[Object point labels]
>>>
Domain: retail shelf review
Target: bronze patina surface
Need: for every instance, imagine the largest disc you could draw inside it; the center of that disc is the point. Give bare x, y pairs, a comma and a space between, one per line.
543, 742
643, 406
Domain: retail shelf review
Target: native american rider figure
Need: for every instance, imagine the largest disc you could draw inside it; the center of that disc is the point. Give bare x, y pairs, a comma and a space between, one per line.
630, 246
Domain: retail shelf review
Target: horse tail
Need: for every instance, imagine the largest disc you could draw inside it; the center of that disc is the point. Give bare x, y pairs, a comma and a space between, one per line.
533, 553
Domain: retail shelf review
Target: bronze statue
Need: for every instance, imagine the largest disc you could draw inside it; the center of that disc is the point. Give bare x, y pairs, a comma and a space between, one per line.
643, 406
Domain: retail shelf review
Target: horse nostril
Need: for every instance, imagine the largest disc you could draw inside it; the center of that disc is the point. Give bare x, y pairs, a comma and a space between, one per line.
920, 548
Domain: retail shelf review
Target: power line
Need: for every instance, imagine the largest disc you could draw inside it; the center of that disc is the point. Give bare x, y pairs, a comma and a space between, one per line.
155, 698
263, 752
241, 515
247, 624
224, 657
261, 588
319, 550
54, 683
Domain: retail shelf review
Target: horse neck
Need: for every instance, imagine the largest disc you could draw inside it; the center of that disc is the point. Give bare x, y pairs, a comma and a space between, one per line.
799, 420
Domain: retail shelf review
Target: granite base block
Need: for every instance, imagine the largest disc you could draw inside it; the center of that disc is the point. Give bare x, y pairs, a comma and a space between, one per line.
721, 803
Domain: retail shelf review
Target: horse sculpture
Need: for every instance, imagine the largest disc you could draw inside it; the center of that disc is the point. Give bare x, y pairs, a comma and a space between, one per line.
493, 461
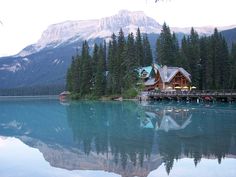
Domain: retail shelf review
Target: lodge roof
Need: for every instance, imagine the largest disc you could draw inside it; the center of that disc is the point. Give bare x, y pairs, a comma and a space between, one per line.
150, 82
167, 73
146, 69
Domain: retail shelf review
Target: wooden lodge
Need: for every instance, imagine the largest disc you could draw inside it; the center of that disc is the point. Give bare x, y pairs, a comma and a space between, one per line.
165, 78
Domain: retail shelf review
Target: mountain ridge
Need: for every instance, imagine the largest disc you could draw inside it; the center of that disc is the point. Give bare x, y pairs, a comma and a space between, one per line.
47, 60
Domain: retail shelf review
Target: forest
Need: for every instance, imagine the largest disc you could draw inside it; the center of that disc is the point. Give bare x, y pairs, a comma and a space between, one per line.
111, 68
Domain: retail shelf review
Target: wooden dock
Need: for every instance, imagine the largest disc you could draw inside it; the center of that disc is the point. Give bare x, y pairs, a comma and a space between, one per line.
196, 95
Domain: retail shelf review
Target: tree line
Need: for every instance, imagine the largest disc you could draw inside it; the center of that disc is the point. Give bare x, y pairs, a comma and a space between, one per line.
208, 59
112, 68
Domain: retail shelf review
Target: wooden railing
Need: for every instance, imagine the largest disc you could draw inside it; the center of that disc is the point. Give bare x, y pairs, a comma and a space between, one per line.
193, 93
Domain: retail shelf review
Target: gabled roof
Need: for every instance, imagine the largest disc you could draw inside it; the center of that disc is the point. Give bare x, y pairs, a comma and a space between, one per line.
150, 82
147, 69
167, 73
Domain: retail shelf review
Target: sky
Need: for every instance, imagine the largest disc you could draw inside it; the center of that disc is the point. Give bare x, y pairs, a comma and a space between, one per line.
23, 21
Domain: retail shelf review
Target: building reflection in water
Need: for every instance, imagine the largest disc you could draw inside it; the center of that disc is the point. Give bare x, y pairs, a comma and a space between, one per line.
136, 134
123, 137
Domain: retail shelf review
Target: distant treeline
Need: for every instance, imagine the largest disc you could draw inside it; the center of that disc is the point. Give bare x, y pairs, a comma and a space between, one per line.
206, 58
109, 70
112, 70
32, 91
<<<
Count the lines in the records above that contain the string "lodge", treating case as significant. Reply with the number alone.

2